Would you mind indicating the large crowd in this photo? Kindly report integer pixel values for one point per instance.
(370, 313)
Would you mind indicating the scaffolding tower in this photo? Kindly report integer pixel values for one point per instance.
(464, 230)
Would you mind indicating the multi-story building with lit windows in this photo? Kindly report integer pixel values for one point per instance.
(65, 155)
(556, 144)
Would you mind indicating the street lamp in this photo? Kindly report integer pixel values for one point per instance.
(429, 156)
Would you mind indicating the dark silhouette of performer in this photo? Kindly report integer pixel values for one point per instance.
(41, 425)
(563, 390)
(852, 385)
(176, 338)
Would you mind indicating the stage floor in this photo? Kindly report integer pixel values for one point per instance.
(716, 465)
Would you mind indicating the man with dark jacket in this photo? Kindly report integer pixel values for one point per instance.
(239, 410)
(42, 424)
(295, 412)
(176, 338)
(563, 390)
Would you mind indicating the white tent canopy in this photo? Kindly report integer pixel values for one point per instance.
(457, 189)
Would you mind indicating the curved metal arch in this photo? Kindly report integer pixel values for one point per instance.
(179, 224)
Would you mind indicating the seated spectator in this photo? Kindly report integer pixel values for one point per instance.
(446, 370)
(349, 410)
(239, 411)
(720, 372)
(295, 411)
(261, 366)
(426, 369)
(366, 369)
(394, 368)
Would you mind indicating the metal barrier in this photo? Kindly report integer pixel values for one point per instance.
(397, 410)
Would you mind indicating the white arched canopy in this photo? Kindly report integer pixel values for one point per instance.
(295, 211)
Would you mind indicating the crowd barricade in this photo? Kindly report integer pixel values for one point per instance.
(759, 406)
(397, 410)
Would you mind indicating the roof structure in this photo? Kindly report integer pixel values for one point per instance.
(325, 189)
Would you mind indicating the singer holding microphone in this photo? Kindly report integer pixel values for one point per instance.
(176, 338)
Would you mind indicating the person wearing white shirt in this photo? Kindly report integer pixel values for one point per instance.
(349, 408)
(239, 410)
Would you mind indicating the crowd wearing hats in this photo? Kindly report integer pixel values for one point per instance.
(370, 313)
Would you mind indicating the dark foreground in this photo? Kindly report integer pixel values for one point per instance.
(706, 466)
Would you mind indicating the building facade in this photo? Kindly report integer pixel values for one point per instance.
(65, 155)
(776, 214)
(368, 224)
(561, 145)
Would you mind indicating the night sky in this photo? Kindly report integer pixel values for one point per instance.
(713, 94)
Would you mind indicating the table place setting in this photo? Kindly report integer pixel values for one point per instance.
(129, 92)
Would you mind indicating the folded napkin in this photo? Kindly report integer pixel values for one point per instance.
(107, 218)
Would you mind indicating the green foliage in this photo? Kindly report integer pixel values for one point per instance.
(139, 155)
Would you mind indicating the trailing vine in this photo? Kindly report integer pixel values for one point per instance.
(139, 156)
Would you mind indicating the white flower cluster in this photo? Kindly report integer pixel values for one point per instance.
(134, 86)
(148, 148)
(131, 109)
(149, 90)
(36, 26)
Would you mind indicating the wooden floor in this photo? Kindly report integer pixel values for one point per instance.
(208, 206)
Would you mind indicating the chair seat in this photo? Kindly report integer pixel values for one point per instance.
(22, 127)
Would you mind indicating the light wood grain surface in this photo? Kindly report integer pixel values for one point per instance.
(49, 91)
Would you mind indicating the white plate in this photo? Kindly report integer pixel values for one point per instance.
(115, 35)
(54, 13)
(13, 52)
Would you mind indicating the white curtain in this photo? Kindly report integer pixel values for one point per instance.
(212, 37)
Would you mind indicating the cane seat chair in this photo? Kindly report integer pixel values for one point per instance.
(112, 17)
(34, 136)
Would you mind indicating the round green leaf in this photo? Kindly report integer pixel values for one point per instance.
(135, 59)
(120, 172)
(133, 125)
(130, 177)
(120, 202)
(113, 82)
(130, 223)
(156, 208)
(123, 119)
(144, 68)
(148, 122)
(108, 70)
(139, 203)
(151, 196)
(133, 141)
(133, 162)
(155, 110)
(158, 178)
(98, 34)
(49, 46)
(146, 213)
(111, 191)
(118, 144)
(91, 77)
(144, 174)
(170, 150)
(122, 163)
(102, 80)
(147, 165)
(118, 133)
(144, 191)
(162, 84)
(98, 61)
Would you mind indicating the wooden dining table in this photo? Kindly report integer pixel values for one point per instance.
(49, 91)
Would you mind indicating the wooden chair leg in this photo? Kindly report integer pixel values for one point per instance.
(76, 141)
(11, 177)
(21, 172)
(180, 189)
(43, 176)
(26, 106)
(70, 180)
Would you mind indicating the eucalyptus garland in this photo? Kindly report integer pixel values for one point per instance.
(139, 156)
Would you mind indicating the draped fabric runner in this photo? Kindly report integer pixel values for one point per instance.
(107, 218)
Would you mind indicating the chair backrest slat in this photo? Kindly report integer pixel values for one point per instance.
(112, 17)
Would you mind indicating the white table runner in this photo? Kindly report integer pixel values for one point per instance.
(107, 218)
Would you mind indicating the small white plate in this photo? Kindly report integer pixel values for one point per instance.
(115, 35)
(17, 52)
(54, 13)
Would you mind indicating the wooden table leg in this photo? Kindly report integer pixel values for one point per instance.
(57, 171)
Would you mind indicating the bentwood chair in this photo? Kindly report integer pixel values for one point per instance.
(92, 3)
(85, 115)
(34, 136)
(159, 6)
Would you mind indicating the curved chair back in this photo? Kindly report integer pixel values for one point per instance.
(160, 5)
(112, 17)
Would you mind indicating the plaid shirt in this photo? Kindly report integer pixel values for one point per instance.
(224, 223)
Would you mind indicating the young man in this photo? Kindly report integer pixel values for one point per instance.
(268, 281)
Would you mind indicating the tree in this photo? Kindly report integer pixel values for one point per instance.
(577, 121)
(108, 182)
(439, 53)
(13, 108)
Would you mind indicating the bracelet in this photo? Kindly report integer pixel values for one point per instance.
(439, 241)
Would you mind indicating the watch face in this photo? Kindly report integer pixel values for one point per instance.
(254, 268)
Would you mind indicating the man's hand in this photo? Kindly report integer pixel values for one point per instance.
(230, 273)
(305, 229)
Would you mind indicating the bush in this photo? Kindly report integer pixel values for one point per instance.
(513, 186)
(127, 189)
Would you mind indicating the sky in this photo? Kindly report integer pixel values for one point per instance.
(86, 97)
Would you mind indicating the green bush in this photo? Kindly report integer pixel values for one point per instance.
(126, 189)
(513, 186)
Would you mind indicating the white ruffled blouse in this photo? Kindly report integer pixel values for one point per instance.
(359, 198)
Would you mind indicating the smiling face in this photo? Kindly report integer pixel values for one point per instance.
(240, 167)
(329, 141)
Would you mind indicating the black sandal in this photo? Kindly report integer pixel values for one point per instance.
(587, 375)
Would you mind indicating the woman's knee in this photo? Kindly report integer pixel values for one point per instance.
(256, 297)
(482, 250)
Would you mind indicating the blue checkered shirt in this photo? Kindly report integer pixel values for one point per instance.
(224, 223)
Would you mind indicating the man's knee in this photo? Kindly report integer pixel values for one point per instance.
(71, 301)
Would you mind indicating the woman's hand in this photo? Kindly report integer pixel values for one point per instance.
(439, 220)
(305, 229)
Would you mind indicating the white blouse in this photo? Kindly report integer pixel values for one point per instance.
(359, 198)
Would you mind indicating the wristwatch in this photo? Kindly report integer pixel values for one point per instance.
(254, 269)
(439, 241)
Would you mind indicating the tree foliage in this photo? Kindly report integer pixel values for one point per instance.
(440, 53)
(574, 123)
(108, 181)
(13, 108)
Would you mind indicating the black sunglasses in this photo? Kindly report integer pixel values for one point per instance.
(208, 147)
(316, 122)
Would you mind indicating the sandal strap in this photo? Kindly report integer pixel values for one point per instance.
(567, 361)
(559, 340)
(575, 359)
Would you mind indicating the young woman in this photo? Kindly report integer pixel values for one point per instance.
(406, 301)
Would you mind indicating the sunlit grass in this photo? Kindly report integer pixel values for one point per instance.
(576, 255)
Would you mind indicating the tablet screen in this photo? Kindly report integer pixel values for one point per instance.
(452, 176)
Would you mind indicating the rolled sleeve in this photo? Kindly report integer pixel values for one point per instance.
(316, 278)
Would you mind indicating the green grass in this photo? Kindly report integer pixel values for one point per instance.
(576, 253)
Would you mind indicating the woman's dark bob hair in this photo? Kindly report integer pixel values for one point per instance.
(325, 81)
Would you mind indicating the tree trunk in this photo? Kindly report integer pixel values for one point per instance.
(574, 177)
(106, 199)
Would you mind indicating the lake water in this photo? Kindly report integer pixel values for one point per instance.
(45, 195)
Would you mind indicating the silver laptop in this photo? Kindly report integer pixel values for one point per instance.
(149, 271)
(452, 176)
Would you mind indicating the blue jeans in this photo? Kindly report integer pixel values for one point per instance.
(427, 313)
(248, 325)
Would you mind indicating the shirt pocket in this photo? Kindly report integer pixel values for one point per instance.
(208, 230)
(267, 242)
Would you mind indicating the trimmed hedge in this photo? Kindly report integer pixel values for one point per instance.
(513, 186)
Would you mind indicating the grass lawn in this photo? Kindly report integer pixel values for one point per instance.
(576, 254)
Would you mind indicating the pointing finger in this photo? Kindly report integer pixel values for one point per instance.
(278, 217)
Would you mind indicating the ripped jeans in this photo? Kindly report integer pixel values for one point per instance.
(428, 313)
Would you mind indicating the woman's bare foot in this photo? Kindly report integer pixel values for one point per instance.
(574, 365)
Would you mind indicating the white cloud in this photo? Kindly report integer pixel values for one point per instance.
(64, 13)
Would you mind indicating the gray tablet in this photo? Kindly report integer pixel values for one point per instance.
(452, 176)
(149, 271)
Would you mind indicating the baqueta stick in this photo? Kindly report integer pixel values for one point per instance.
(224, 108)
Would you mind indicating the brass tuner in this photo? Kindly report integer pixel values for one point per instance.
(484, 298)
····················
◆ Required work:
In the entries above, find the line containing "Would you mind indicating the shirt". Set down that line and every line after it through the last one, exactly and alone.

◆ Exercise output:
Would you mind indicating the shirt pocket in this photo? Kindly report integer pixel values for one point per instance.
(208, 230)
(267, 242)
Would you mind indicating the trimmed hedge in this photo? Kindly report integer pixel values for one point per instance.
(513, 186)
Would you mind indicating the grass lawn in this photo? Kindly report integer pixel values for one point per instance.
(576, 254)
Would you mind indicating the pointing finger in this photo? Kindly report integer pixel values for one point per instance.
(278, 217)
Would you mind indicating the ripped jeans in this photo? Kindly report integer pixel values for one point per instance.
(428, 313)
Would you mind indicating the woman's bare foot in this photo? Kindly report integer pixel values for one point per instance.
(574, 365)
Would you mind indicating the white cloud in this photo? Kindly report integer pixel values for one point per instance.
(64, 13)
Would you mind indicating the gray tablet in this photo? Kindly report integer pixel values for one point per instance.
(452, 176)
(149, 271)
Would you mind indicating the baqueta stick in this photo? Kindly report integer pixel values for one point per instance.
(224, 108)
Would you mind indicating the brass tuner in this photo? Kindly report integer pixel values for one point per instance.
(484, 298)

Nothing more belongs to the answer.